### Collection entries
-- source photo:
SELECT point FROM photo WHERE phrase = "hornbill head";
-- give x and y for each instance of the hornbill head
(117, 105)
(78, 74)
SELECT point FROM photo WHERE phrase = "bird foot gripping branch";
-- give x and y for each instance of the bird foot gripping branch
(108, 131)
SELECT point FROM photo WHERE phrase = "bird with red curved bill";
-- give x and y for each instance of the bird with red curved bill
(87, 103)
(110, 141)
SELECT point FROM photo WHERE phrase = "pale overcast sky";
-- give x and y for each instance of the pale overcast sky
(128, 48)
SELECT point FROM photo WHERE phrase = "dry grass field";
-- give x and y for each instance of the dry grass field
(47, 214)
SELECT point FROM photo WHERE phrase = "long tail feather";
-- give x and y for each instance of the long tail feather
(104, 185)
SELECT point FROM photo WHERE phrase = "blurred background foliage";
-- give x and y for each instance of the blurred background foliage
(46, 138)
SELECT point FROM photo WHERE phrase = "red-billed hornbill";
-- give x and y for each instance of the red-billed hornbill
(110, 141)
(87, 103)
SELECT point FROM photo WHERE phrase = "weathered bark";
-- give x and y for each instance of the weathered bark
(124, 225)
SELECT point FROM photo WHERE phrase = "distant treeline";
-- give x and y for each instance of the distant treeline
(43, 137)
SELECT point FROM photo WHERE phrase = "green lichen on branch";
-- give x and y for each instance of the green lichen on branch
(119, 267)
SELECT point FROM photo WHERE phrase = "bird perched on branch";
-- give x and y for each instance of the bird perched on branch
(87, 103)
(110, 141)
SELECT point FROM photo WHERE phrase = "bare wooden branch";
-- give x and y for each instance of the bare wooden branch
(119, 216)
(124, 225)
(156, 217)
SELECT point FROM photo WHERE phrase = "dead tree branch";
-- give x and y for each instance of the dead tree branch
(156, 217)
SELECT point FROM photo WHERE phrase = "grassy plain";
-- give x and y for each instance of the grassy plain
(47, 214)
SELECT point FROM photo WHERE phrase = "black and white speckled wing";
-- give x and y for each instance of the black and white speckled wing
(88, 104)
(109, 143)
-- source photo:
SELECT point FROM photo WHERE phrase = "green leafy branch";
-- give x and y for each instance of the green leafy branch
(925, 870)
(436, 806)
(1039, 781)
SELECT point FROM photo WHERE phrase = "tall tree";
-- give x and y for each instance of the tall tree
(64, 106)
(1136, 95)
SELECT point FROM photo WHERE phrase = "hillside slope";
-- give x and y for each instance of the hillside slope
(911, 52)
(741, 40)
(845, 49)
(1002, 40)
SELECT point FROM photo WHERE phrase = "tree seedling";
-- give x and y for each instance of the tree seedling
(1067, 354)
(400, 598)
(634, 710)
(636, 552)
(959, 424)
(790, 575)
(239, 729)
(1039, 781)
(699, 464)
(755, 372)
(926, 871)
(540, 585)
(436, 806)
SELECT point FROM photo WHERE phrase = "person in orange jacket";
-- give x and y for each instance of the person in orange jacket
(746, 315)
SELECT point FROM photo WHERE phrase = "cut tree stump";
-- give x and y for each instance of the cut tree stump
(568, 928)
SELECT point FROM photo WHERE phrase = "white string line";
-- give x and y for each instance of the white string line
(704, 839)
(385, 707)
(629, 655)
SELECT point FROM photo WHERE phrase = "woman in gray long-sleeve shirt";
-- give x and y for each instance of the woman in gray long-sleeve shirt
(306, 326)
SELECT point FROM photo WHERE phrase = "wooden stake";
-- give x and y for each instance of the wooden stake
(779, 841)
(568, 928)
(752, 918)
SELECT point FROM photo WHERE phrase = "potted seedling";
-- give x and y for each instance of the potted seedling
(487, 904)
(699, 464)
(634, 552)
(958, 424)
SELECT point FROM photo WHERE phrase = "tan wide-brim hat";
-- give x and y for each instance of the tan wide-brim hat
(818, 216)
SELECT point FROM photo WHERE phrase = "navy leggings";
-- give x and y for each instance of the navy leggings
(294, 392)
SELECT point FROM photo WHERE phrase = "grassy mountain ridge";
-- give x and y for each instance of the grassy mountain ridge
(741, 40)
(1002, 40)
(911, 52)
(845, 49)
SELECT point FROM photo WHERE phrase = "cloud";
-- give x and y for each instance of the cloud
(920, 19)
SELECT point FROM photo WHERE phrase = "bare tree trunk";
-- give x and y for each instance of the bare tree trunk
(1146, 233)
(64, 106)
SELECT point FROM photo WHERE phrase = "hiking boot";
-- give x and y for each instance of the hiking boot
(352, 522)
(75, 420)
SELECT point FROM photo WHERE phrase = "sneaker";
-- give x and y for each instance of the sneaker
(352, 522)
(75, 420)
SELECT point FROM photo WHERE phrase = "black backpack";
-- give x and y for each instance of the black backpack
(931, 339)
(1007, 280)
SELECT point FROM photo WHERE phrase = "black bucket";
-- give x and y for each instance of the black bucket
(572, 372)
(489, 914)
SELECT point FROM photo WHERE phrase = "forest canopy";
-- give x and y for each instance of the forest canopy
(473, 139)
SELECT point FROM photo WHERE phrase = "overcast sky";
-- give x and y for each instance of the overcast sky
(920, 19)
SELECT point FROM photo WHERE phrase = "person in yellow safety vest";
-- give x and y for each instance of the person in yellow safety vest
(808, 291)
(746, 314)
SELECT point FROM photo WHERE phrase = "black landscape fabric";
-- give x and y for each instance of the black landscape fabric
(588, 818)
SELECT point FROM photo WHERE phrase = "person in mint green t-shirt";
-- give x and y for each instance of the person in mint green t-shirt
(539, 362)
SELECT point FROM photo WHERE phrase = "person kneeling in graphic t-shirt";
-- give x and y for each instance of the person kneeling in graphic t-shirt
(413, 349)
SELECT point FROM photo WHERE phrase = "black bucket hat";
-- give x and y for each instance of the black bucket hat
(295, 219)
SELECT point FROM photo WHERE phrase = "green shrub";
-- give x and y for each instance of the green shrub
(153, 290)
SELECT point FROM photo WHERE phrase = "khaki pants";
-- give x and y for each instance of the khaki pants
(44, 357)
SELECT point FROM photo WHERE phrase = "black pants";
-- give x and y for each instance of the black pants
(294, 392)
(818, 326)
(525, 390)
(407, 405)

### Required action
Please copy all of the data above exactly.

### Response area
-- source photo:
SELECT point FROM photo WHERE phrase = "hornbill head";
-- give x and y for each instance of the hornbill head
(117, 105)
(78, 74)
SELECT point FROM photo WHERE phrase = "bird foot gripping branch";
-- give x and y for each instance of the bird foot gripping branch
(108, 131)
SELECT point FROM photo WHERE phrase = "bird with red curved bill";
-- give x and y for each instance of the bird with red curved bill
(87, 103)
(110, 141)
SELECT point FROM photo WHERE phrase = "pale overcast sky";
-- give x and y for each instance of the pale overcast sky
(128, 48)
SELECT point FROM photo WHERE phrase = "dry grass field";
-- give x and y for each instance of the dry grass field
(47, 214)
SELECT point FROM photo WHERE phrase = "long tail feather";
-- give x and y for each instance of the long tail feather
(104, 185)
SELECT point FROM photo WHERE phrase = "blurred background foliage";
-- give x and y for each instance of the blurred background foliage
(46, 138)
SELECT point FROM photo WHERE phrase = "red-billed hornbill";
-- give x and y for each instance of the red-billed hornbill
(110, 141)
(87, 103)
SELECT point FROM photo WHERE phrase = "weathered bark";
-- give x and y for each instance of the weathered bark
(124, 225)
SELECT point FROM photo WHERE phrase = "distant treeline";
-- give x and y for each instance of the distant treeline
(43, 137)
SELECT point FROM photo WHERE phrase = "green lichen on branch";
-- give x and y for each instance of the green lichen on branch
(119, 267)
SELECT point FROM photo WHERE phrase = "bird perched on branch";
-- give x and y for each instance of the bird perched on branch
(87, 103)
(110, 141)
SELECT point FROM photo WHERE phrase = "bare wooden branch";
-- give x and y for each instance of the bare wooden branch
(119, 216)
(124, 225)
(156, 217)
SELECT point FROM photo WHERE phrase = "dead tree branch";
-- give x and y for each instance of the dead tree branch
(156, 217)
SELECT point FROM photo WHERE phrase = "grassy plain";
-- give x and y for each instance of the grassy plain
(47, 214)
SELECT point FROM photo WHERE phrase = "black and white speckled wing";
-- give x and y for each instance of the black and white speckled wing
(88, 104)
(109, 143)
-- source photo:
SELECT point FROM photo WHERE phrase = "green leafy branch";
-- give x and y for each instance of the green leafy branch
(925, 870)
(436, 806)
(1039, 781)
SELECT point FROM photo WHERE phrase = "tall tree";
-- give x and y for each instance of the tall tree
(64, 106)
(1136, 95)
SELECT point FROM photo WHERE phrase = "hillside slope";
-- give x and y for each instance of the hillside slope
(911, 52)
(741, 40)
(845, 49)
(1002, 40)
SELECT point FROM photo WHERE phrase = "tree seedling";
-- give x and y for each instance of the tree seedling
(1067, 354)
(400, 598)
(634, 710)
(636, 552)
(959, 424)
(790, 575)
(239, 729)
(1039, 781)
(699, 464)
(755, 372)
(926, 871)
(540, 585)
(436, 806)
SELECT point FROM photo WHERE phrase = "person in orange jacket";
-- give x and y for each instance of the person in orange jacket
(746, 315)
SELECT point FROM photo WHERE phrase = "cut tree stump";
-- give x and y for each instance of the cut tree stump
(568, 928)
SELECT point FROM photo WHERE phrase = "white string line";
-- give x and y for each instance of the white string line
(704, 839)
(385, 707)
(629, 655)
SELECT point FROM photo WHERE phrase = "woman in gray long-sleeve shirt";
-- give x and y for each instance of the woman in gray long-sleeve shirt
(306, 326)
SELECT point FROM photo WHERE phrase = "wooden stake";
-- give x and y for each instance of the wooden stake
(779, 841)
(568, 928)
(752, 918)
SELECT point FROM photo WHERE phrase = "potted seedling";
-- give x and y for each instance of the potted seedling
(487, 904)
(699, 464)
(634, 552)
(958, 424)
SELECT point FROM photo WHERE phrase = "tan wide-brim hat";
-- give x and y for each instance of the tan wide-brim hat
(818, 216)
SELECT point FROM photo WHERE phrase = "navy leggings";
-- give x and y for each instance of the navy leggings
(294, 392)
SELECT point FROM photo WHERE phrase = "grassy mountain ridge";
-- give x and y for each instance of the grassy mountain ridge
(741, 40)
(1002, 40)
(911, 52)
(845, 49)
SELECT point FROM photo WHERE phrase = "cloud";
-- give x and y for each instance of the cloud
(920, 19)
SELECT point FROM photo WHERE phrase = "bare tree trunk";
-- give x and y for each instance of the bare tree trunk
(1146, 233)
(64, 106)
SELECT point FROM photo WHERE phrase = "hiking boot";
-- give x and y for each instance of the hiking boot
(352, 522)
(75, 420)
SELECT point FROM photo WHERE phrase = "sneaker";
-- give x and y for each instance of the sneaker
(352, 522)
(75, 420)
SELECT point FROM photo WHERE phrase = "black backpack";
-- give x and y for each instance of the black backpack
(931, 339)
(1007, 280)
SELECT point FROM photo WHERE phrase = "black bucket";
-- give x and y for each instance of the black bucket
(572, 372)
(489, 914)
SELECT point FROM photo WHERE phrase = "forest canopy";
-- give x and y for each instance of the forest canopy
(473, 139)
SELECT point FROM photo WHERE phrase = "overcast sky";
-- give x and y for each instance of the overcast sky
(920, 19)
SELECT point FROM photo WHERE phrase = "person in yellow safety vest";
-- give x and y for each instance of the person in yellow safety vest
(808, 291)
(746, 314)
SELECT point FROM photo WHERE phrase = "black landscape fabric";
-- give x and y for each instance of the black landscape fabric
(588, 818)
SELECT point FROM photo WHERE phrase = "person in mint green t-shirt";
-- give x and y for each instance of the person in mint green t-shirt
(539, 362)
SELECT point FROM photo WHERE phrase = "person kneeling in graphic t-shirt";
-- give x and y for each instance of the person kneeling in graphic t-shirt
(413, 349)
SELECT point FROM photo WHERE phrase = "black bucket hat";
-- give x and y for each instance of the black bucket hat
(295, 219)
SELECT point FROM photo WHERE phrase = "green shrub";
-- give x and y for each instance of the green shrub
(153, 290)
SELECT point FROM photo WHERE phrase = "khaki pants";
-- give x and y for each instance of the khaki pants
(44, 357)
SELECT point FROM photo WHERE phrase = "black pants";
-- give x and y for each instance of the black pants
(294, 392)
(818, 326)
(525, 390)
(407, 405)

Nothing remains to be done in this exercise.